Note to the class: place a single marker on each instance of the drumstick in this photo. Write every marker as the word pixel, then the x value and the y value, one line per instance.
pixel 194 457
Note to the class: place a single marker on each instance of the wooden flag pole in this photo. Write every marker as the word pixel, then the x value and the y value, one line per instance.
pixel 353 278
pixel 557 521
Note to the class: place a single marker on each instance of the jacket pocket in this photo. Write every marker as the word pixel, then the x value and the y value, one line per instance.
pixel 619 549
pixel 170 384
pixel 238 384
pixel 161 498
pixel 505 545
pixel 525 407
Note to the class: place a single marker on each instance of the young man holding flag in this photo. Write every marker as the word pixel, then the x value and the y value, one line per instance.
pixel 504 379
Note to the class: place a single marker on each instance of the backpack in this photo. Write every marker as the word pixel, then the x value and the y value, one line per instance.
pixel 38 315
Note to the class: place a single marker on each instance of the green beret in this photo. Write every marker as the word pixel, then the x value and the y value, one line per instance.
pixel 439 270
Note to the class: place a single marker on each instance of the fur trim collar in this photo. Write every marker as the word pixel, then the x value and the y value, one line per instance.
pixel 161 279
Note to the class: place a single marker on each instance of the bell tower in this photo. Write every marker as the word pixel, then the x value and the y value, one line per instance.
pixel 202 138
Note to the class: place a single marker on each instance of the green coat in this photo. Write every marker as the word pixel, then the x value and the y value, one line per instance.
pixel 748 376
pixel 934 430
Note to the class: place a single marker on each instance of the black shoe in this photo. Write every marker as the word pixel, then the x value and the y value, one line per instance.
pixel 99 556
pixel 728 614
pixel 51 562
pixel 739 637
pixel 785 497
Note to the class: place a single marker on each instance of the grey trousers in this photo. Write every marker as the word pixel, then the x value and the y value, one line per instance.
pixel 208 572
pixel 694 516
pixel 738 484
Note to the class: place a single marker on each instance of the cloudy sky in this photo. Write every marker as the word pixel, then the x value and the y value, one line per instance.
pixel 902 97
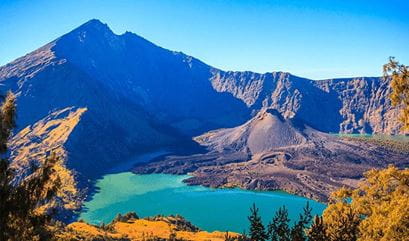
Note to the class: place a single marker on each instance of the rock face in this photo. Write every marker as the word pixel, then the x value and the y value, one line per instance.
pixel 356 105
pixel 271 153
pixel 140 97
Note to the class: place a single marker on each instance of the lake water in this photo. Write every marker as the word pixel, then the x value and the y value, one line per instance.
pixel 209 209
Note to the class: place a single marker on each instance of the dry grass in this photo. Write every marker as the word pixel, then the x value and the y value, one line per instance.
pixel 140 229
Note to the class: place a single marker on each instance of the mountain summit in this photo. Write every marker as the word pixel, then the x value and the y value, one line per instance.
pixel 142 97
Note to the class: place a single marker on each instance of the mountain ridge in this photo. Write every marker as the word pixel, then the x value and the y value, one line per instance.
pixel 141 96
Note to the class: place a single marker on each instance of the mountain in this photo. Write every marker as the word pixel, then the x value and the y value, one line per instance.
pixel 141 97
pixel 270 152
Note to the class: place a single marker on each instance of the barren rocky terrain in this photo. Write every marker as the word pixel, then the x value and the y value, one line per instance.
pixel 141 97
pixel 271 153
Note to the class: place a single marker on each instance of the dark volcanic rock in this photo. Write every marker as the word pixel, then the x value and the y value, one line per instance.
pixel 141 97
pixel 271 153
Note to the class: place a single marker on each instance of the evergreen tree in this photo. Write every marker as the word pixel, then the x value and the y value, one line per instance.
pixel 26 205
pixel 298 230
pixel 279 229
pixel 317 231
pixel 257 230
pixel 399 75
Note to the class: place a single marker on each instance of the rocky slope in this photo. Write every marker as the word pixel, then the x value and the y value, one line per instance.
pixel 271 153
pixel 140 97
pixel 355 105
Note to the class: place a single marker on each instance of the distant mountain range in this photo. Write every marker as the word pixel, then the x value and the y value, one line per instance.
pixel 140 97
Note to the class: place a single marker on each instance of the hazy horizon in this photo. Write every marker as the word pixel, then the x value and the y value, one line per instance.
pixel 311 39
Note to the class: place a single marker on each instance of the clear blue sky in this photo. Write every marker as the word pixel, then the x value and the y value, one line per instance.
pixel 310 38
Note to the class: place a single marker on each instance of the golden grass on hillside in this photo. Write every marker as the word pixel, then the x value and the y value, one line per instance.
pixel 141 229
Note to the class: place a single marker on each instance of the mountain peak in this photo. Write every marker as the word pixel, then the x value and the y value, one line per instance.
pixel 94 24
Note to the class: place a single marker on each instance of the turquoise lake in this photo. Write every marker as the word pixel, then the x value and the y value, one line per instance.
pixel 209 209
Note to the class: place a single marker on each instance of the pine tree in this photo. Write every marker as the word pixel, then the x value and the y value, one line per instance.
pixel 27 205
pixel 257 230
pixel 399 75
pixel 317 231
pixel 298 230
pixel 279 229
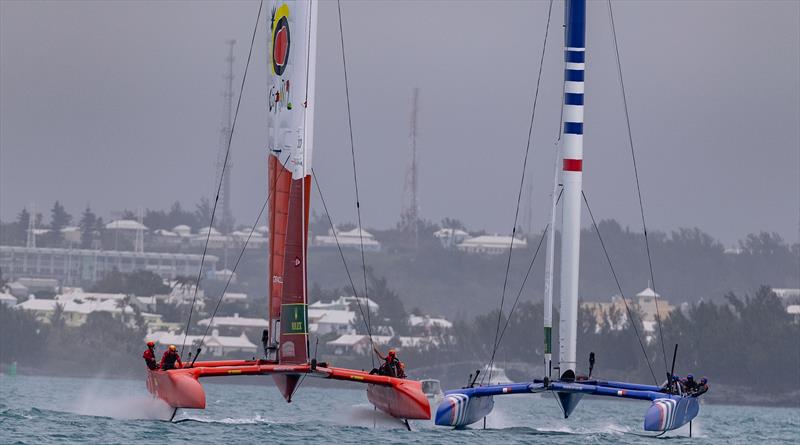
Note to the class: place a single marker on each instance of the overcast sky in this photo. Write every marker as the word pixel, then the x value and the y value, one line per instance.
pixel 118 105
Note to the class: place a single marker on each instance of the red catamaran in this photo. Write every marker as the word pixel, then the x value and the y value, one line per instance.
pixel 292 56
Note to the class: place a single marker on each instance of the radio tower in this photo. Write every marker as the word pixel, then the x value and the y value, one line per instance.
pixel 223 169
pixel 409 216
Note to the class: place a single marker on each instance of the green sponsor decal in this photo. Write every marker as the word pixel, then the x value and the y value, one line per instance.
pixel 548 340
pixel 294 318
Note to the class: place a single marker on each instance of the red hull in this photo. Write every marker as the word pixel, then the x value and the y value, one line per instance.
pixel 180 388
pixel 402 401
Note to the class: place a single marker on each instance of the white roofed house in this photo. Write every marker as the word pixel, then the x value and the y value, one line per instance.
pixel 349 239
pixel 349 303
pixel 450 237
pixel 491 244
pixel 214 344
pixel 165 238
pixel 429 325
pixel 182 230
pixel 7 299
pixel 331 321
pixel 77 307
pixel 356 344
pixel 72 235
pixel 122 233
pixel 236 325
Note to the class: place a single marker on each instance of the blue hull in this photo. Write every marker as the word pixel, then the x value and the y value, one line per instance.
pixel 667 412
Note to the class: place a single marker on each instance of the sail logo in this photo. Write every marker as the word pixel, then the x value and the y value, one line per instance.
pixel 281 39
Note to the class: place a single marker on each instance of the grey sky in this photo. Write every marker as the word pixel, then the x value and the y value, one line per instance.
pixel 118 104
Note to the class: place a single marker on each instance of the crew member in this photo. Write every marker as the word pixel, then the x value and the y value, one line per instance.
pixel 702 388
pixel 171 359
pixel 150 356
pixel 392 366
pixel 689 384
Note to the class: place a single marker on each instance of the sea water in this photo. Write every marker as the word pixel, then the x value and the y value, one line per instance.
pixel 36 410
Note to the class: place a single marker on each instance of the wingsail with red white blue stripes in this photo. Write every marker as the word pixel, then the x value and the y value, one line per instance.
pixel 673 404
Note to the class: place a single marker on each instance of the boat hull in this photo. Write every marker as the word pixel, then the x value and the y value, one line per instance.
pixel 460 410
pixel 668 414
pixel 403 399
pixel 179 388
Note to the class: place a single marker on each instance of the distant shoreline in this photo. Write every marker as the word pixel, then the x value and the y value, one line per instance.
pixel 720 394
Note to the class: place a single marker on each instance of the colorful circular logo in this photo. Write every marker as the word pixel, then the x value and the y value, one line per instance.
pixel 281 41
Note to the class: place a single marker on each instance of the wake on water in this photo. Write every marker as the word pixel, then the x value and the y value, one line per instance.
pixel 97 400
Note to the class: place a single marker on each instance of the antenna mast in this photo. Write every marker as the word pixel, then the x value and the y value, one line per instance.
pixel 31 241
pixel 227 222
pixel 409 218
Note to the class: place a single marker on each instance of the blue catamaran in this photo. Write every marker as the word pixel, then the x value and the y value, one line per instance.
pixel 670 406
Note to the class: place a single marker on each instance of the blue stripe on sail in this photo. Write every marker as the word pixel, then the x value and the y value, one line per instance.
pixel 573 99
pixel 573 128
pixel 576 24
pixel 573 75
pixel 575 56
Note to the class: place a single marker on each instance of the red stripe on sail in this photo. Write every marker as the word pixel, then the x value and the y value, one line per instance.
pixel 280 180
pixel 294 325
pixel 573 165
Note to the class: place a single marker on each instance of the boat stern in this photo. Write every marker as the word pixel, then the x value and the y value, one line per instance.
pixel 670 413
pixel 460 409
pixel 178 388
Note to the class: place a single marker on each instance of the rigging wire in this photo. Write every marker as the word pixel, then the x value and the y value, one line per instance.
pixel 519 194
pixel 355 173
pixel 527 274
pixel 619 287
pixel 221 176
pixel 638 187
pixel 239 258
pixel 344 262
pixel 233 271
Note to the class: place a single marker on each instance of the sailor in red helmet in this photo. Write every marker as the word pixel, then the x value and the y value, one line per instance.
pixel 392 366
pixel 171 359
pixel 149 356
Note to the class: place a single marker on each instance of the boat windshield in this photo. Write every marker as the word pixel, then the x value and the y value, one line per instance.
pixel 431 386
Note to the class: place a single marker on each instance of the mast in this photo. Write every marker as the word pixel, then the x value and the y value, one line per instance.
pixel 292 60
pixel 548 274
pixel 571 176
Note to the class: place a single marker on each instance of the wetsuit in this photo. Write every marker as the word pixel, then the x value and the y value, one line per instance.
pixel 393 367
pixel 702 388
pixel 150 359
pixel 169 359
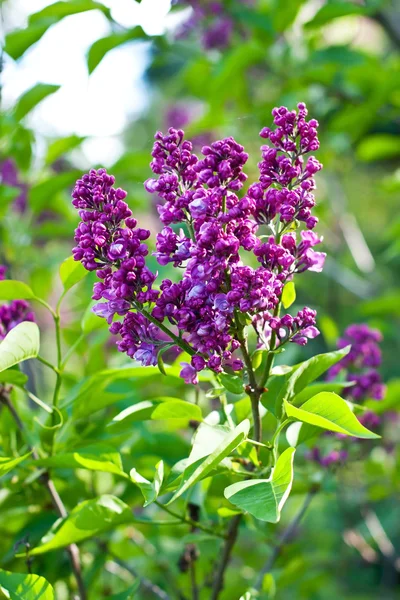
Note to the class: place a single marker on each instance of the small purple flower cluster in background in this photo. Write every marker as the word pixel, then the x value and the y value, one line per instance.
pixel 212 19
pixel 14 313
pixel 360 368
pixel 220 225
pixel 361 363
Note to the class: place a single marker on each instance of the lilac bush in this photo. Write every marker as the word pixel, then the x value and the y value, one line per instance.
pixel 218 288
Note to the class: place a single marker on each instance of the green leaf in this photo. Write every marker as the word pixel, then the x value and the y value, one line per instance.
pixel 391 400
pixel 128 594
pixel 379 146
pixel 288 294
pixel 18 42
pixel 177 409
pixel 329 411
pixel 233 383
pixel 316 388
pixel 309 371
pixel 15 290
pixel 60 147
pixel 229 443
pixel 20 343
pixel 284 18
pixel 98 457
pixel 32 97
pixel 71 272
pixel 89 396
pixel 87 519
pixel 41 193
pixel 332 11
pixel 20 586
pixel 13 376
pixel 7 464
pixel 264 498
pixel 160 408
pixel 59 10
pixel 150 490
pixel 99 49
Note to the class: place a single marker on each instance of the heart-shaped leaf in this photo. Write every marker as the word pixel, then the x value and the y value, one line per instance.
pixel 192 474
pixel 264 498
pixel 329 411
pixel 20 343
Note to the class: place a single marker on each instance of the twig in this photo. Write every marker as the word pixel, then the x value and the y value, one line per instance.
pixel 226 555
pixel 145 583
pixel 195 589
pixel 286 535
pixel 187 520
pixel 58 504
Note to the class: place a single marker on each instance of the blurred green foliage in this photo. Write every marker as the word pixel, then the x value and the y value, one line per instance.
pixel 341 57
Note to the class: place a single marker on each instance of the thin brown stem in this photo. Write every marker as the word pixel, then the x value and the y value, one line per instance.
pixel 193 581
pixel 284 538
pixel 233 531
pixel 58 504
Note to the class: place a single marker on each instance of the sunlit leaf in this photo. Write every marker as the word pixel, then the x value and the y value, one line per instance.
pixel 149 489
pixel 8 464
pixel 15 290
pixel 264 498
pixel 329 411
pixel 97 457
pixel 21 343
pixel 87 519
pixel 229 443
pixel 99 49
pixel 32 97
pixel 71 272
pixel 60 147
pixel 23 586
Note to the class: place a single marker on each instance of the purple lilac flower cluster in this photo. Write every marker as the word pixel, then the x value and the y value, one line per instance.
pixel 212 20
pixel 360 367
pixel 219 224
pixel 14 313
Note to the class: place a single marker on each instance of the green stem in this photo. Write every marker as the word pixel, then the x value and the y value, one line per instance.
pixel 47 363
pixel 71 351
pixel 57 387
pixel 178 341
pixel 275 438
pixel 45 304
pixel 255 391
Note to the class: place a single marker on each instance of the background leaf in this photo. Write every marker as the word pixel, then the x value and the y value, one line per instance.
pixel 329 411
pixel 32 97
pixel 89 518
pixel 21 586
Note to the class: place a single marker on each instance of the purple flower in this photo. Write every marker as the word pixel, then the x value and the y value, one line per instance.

### TASK STATEMENT
Output the records as a two-column CSV headed instruction and points, one row per record, with the record's text under instruction and its answer under points. Put each field in double quotes and turn line breaks into spaces. Begin at the line that contains "of the colorful" and stop after the line that contains "pixel 409 218".

### FINISHED ANSWER
instruction,points
"Note to the class: place a single marker on each instance of the colorful circular logo in this photo. Write every marker as the word pixel, then the x value and the y value, one line per instance.","pixel 281 41"
"Note to the class: place a single marker on each instance of the wake on water in this photo. Write every marker as the word pixel, then the x value and the y value, one line per instance.","pixel 97 400"
"Note to the class: place a single marker on each instance of the antenna mast in this photo. Write every marker as the word pixel, then the x value and the y value, one line per instance.","pixel 31 241 pixel 227 222 pixel 409 218"